START ITEMS

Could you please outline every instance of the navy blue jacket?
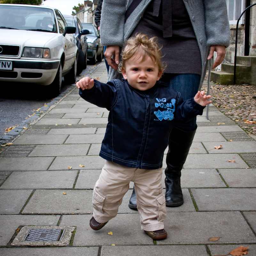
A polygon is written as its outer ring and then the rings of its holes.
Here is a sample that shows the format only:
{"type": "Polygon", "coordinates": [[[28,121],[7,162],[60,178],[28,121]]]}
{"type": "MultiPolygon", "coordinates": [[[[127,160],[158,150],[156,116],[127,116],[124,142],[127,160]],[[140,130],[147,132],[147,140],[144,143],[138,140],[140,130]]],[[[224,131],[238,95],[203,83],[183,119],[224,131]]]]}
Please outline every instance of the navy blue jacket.
{"type": "Polygon", "coordinates": [[[106,84],[94,80],[89,90],[79,91],[86,101],[110,111],[99,155],[126,166],[155,169],[162,166],[173,120],[188,121],[202,115],[204,107],[193,99],[158,81],[147,91],[123,80],[106,84]]]}

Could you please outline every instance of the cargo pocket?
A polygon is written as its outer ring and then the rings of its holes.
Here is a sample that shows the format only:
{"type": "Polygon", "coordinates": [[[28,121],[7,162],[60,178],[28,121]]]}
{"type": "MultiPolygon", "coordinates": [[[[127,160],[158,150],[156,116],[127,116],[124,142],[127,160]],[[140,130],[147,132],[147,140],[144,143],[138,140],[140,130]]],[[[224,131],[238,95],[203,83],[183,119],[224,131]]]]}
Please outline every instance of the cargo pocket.
{"type": "Polygon", "coordinates": [[[102,208],[106,197],[102,195],[96,188],[94,188],[93,189],[92,198],[92,205],[94,208],[95,210],[103,213],[104,211],[102,210],[102,208]]]}
{"type": "Polygon", "coordinates": [[[165,197],[164,193],[162,193],[156,198],[157,203],[157,211],[158,216],[157,219],[159,221],[162,221],[166,217],[166,207],[165,206],[165,197]]]}

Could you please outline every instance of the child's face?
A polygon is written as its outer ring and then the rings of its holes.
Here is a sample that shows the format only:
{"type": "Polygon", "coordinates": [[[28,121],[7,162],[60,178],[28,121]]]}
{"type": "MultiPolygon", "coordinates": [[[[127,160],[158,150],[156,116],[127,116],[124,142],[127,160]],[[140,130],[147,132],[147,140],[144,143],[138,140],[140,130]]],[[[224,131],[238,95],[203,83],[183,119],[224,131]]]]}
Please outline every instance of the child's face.
{"type": "Polygon", "coordinates": [[[134,56],[128,59],[122,70],[124,78],[133,88],[145,91],[152,88],[160,79],[163,73],[149,56],[143,61],[134,56]]]}

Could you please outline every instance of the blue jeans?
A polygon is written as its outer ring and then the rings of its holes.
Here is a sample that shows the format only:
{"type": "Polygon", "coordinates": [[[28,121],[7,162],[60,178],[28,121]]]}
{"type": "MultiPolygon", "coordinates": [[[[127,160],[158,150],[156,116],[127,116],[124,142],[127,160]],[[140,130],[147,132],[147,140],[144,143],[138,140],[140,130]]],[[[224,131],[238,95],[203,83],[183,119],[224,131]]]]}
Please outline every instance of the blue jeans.
{"type": "MultiPolygon", "coordinates": [[[[193,98],[198,90],[200,75],[196,74],[164,74],[161,80],[171,88],[180,92],[185,100],[193,98]]],[[[194,131],[197,128],[197,119],[186,123],[176,121],[174,126],[185,132],[194,131]]]]}

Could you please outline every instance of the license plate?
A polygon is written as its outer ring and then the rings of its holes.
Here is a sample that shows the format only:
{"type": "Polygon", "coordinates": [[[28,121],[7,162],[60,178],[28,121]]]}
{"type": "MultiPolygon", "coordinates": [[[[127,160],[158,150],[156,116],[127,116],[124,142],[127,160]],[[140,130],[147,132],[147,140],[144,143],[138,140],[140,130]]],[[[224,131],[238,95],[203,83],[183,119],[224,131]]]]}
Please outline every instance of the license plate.
{"type": "Polygon", "coordinates": [[[4,70],[12,70],[12,61],[5,61],[4,60],[0,60],[0,69],[4,70]]]}

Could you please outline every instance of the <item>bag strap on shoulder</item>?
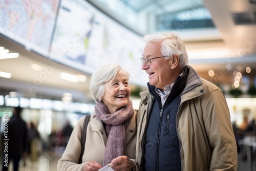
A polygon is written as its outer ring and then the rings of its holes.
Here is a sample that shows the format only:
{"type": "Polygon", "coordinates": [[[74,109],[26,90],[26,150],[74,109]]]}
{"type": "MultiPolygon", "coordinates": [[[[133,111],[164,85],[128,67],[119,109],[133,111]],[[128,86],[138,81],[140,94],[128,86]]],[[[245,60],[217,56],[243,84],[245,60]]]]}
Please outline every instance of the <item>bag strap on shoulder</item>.
{"type": "Polygon", "coordinates": [[[81,154],[80,155],[79,160],[78,160],[78,164],[82,163],[82,159],[83,153],[84,153],[84,145],[86,144],[86,132],[87,131],[87,126],[88,125],[88,123],[91,119],[91,115],[88,115],[86,116],[84,118],[84,121],[83,122],[83,126],[82,127],[82,136],[81,137],[81,145],[82,147],[82,149],[81,151],[81,154]]]}

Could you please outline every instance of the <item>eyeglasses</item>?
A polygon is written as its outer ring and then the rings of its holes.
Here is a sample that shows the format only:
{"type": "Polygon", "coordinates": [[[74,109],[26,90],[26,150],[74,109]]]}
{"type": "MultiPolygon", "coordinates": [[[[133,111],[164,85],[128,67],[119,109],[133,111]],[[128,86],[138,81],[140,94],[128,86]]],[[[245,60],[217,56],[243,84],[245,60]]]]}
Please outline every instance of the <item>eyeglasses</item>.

END ITEMS

[AIM OF THE TASK]
Identify and copy each line of the records that contains the string "license", matching case exactly.

[CORRECT ANSWER]
Could you please outline every instance of the license plate?
Please outline every instance of the license plate.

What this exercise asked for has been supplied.